Point-based annotation data:
>> Start

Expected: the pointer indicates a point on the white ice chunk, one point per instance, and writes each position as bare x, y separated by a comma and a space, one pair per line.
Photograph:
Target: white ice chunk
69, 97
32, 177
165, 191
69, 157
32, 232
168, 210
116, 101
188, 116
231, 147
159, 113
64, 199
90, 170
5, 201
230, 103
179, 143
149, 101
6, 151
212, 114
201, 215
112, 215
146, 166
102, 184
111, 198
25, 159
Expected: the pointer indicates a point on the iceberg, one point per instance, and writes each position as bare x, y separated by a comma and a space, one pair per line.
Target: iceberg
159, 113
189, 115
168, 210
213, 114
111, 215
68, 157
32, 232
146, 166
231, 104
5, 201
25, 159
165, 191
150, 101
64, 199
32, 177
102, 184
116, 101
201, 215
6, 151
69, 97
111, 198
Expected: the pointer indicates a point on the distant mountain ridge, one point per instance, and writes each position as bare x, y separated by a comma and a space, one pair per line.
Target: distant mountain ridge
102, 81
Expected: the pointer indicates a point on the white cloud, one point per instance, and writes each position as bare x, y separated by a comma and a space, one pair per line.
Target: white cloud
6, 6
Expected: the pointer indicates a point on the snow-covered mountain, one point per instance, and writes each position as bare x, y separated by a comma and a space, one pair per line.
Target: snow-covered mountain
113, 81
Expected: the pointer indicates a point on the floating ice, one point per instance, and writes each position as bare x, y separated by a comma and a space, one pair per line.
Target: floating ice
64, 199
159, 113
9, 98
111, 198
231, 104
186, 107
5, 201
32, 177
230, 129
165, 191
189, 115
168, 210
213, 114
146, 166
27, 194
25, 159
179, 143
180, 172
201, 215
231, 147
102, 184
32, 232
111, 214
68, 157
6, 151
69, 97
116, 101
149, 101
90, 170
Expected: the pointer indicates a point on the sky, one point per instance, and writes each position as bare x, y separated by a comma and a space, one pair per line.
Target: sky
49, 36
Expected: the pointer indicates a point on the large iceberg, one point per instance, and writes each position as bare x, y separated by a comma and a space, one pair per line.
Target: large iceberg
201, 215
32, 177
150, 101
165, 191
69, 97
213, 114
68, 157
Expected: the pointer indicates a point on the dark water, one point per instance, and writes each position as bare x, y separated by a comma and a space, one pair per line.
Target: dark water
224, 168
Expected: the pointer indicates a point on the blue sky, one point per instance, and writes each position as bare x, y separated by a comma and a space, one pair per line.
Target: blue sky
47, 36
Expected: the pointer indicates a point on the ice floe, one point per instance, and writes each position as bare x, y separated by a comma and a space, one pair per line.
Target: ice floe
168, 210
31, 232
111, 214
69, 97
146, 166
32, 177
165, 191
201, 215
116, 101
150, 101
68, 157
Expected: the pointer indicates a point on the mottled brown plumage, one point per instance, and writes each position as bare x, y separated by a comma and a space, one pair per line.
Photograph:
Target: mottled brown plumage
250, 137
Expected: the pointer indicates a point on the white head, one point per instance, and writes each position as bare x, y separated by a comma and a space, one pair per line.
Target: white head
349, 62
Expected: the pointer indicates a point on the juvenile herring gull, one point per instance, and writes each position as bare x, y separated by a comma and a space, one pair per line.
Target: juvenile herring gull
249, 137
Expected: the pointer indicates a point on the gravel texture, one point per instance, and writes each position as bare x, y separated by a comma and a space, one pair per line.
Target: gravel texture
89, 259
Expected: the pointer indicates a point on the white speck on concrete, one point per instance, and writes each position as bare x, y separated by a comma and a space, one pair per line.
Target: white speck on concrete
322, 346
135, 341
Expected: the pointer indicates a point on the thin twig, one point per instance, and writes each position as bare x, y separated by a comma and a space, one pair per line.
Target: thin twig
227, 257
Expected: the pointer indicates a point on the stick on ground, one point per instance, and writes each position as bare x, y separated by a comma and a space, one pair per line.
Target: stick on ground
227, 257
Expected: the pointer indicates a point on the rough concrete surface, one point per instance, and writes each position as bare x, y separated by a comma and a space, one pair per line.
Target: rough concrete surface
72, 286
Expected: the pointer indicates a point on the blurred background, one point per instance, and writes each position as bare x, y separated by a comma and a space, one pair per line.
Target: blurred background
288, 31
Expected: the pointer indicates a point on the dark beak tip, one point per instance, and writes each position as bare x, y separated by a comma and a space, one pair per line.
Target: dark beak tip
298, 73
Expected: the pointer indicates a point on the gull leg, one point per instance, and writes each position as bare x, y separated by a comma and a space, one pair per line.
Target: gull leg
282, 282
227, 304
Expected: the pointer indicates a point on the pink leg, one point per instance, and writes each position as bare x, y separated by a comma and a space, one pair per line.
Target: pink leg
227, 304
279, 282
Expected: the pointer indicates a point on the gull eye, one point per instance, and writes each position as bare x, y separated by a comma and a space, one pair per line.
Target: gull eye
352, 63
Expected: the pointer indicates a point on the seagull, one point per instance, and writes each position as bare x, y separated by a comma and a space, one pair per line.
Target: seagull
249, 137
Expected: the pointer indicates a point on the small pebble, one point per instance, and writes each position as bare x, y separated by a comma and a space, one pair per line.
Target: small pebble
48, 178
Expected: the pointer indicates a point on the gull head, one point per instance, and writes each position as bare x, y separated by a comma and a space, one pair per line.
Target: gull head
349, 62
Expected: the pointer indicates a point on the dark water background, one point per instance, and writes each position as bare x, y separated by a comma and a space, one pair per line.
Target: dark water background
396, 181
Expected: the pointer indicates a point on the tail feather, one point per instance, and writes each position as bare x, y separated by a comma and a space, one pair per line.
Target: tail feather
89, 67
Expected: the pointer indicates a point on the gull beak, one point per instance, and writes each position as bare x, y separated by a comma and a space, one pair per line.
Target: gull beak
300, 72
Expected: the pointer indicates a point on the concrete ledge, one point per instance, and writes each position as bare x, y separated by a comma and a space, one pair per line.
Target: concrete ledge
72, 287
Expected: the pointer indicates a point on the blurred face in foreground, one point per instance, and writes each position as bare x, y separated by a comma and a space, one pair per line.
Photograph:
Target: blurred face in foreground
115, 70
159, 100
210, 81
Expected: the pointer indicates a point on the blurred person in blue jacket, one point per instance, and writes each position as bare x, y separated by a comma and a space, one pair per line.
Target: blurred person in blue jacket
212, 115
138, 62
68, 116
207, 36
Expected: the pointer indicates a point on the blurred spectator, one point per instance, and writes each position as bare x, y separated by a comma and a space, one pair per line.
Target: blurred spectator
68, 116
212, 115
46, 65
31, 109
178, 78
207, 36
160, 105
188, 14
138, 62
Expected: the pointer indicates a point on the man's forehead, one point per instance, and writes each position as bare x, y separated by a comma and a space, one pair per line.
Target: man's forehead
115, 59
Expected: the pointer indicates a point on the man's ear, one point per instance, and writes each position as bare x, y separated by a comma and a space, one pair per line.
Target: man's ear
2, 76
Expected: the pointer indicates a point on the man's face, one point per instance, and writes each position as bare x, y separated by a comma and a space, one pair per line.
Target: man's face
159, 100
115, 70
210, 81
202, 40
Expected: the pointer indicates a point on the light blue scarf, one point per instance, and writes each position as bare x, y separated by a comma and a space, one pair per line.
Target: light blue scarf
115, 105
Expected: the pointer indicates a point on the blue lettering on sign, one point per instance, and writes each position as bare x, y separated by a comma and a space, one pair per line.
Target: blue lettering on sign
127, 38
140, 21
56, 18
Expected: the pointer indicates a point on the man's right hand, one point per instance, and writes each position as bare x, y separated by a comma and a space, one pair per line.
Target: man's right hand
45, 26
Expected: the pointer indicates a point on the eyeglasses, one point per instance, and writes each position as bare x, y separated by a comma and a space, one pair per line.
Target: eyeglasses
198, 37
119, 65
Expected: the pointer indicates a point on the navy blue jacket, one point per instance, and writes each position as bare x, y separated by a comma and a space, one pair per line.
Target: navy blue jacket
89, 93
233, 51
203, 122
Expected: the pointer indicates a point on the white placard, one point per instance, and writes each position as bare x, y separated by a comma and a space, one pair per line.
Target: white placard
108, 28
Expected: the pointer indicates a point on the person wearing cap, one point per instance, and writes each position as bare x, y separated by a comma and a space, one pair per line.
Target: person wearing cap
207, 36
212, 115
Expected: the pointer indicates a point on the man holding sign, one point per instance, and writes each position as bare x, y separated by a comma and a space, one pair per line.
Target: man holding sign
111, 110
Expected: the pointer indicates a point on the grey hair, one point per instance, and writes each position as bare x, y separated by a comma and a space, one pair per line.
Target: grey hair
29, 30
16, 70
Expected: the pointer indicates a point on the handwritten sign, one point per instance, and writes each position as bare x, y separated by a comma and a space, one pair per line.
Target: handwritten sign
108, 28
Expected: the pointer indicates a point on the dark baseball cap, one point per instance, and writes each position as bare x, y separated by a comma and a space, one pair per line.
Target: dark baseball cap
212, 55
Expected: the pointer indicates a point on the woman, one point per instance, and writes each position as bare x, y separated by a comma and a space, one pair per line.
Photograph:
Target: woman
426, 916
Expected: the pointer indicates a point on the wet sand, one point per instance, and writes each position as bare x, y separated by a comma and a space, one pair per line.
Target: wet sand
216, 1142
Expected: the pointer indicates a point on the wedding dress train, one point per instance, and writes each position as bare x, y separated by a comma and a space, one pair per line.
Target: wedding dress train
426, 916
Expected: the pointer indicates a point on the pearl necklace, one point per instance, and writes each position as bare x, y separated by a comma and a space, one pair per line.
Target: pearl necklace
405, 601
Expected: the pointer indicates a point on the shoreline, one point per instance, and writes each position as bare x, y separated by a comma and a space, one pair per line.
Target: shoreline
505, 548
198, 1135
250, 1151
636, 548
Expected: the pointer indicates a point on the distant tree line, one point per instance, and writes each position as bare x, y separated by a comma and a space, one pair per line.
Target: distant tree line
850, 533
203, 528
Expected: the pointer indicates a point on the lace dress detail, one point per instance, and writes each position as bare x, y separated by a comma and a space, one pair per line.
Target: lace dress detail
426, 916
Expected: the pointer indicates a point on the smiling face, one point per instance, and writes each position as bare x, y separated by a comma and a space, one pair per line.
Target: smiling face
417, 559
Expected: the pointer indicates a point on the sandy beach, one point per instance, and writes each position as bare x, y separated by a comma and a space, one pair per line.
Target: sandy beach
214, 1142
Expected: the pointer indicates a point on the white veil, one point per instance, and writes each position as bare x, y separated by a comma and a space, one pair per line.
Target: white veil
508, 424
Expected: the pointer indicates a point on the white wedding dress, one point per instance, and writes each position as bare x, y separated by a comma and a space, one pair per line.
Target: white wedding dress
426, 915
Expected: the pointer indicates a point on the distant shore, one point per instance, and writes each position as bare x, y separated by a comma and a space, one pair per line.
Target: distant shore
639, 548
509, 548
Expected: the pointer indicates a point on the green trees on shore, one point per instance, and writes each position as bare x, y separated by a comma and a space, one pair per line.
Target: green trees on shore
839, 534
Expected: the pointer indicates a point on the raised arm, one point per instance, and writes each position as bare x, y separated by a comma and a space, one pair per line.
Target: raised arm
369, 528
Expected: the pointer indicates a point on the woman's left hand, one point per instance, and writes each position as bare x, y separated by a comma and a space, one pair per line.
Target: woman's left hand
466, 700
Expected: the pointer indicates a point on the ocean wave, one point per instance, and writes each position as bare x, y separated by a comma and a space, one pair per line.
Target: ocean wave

>> End

Task brief
Find the line containing "Expected: the pointer indicates a point on the raised" in the material above. Print it and every line after it through the end, exactly and only those.

Written answer
Expected: the pointer indicates a point on the raised arm, one point per instance, and writes each position as bare x, y separated by a comma and a space, one pair per line.
Target: raised arm
369, 528
Expected: the pointer indicates a point on the woman's left hand, one point per instance, and writes each position as bare x, y separated by a comma and a space, one pair per line.
Target: woman's left hand
466, 700
Expected: the pointer indicates a point on the ocean wave, one point per instance, and writes each position as bare x, y separated by a comma and a space, one pair per line.
Target: ocean wave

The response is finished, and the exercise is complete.